| Task requirements |
1. Decide whether each statement, (a), (b), and (c), agrees with the parliamentary speech about the consultation. Answer yes or no for each and quote the words of the speech that settle it.

(a) The documents were available in other languages from the first day of the review.
(b) The consultation process runs until 1 July.
(c) Almost 2,000 community groups and organisations were contacted.
2. Write a continuation of the parliamentary speech about the consultation, beginning right after its final sentence.

| Excerpted text |
Members, including my hon. Friend the Member for Skipton and Ripon (Julian Smith) in his recent intervention, have also raised the issue of documents not being made available in a sufficiently wide range of languages, thereby excluding those who speak those languages from the consultation process. The relevant documents have for several weeks been available in 10 different languages, including Urdu, Arabic, Farsi and Punjabi. [Interruption.] The hon. Member for Leicester West (Liz Kendall) shakes her head, but I assure her that they have been available for several weeks, although I accept that they were not available from the first day of the review. That may be the point the hon. Lady was seeking to make, and I agree with her if she thinks they should have been from the first day. We cannot change the fact that they were not available from then, however, but they have been available from, I believe, 20 May, and the consultation process runs until 1 July, which gives sufficient time for people who need to access the documents in those languages to do so and to be able to input their views.

I hope to be able to reassure my hon. Friend the Member for Isle of Wight (Mr Turner) on retrieval times and access times from the Isle of Wight, given its unique geographical situation. It is my understanding that the joint committee of primary care trusts has agreed that Southampton University Hospitals NHS Trust has provided evidence on this issue that requires further consideration and has invited the trust to develop a detailed case regarding retrievals from the Isle of Wight, which the committee will consider as part of the evidence to determine the optimum reconfiguration.

Several Members raised the issue of the inclusion of black and minority ethnic communities in the consultation process. There have been a number of workshops and focus groups, many of which have been aimed specifically at the BME communities. Almost 2,000 community groups and organisations that have an interest in BME issues have been contacted and invited to take part in the proceedings. Public meetings have been arranged, particularly in Leeds, specifically for the Asian population of Yorkshire in partnership with representatives of local BME groups. The Leeds meeting is on 29 June, there is a meeting planned for Bradford on 30 June and a further meeting is planned for Kirklees. I hope that hon. Members who represent parts of Yorkshire and the surrounding catchment areas will be assured by that.

Collected data
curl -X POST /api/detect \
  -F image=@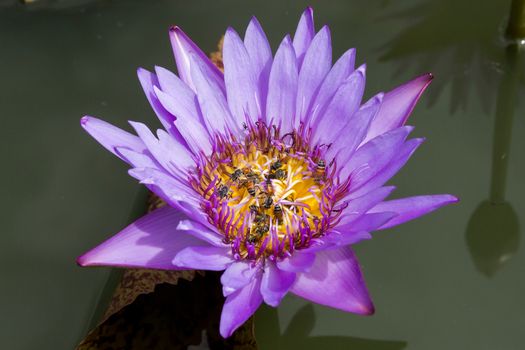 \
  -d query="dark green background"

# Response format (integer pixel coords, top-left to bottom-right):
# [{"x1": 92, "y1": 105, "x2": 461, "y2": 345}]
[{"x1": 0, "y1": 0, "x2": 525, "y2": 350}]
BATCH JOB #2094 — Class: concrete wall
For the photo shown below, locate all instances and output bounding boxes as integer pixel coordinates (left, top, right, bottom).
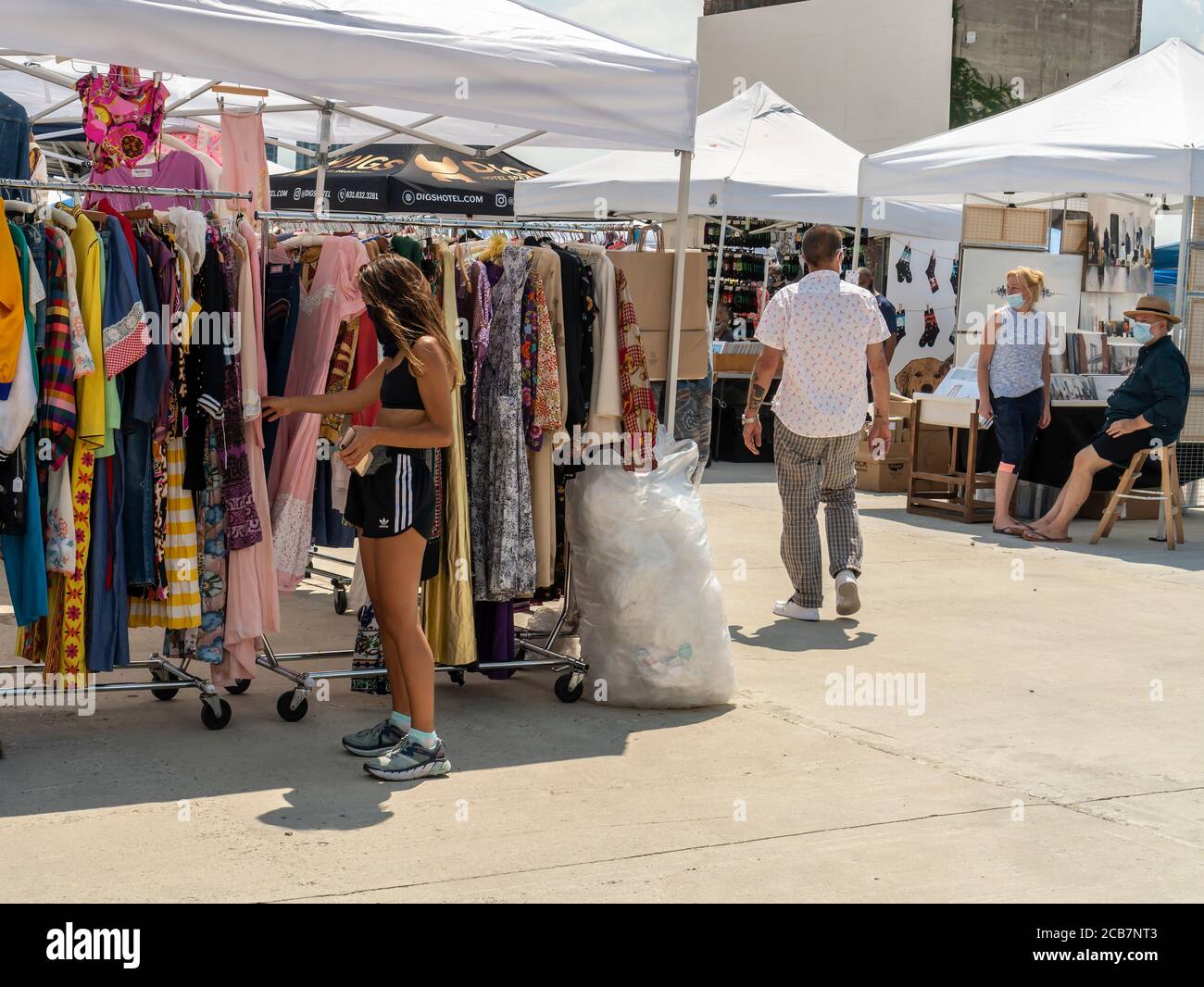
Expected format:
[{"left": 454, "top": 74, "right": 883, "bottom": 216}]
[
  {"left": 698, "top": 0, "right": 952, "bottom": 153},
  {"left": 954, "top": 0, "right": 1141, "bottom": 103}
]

* * *

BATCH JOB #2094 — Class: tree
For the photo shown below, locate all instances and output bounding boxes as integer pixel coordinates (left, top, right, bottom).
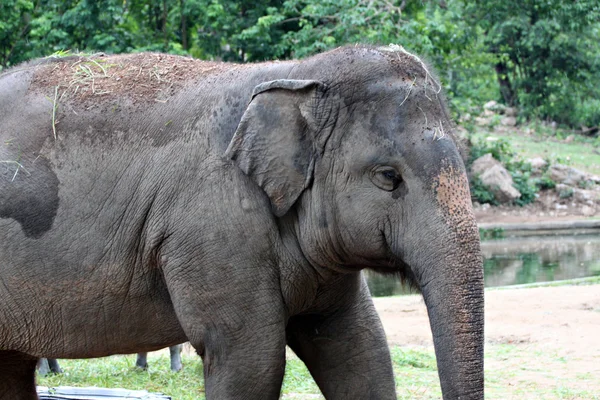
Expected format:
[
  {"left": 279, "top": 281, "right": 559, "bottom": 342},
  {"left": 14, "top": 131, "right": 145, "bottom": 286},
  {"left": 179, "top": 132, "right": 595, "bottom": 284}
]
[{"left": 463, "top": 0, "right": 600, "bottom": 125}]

| Answers |
1.
(a) No: "although I accept that they were not available from the first day of the review"
(b) Yes: "the consultation process runs until 1 July"
(c) Yes: "Almost 2,000 community groups and organisations that have an interest in BME issues have been contacted and invited to take part in the proceedings"

2.
To abide by your rules, Mr Deputy Speaker, I will now conclude by saying that I am confident about the consultation. Everyone will accept that all consultations of this nature can be difficult, when tough decisions have to be taken. The decisions have to be taken for the right reasons, based on clinical evidence about the best way to improve and enhance care and the quality of care for patients. That is particularly true in this case because more often than not the patients are very young children with very complex needs—that is what makes this issue so difficult.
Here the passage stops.